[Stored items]
====

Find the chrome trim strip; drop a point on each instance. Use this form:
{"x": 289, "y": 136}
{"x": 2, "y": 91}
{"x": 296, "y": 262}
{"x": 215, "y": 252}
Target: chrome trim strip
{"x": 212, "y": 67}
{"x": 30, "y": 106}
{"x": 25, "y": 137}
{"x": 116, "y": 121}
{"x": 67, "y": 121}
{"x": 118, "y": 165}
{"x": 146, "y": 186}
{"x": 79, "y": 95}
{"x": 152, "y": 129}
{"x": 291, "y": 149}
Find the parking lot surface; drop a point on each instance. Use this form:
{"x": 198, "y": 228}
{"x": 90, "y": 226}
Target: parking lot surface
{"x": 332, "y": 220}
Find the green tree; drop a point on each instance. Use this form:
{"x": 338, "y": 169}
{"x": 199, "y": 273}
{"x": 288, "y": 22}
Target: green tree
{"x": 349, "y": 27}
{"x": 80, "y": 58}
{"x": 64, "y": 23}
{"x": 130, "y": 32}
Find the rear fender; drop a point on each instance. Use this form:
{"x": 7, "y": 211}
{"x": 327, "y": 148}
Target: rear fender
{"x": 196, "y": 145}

====

## REQUIREMENT
Write only the number of lines in the data above that include "each".

## EXPECTED ANSWER
4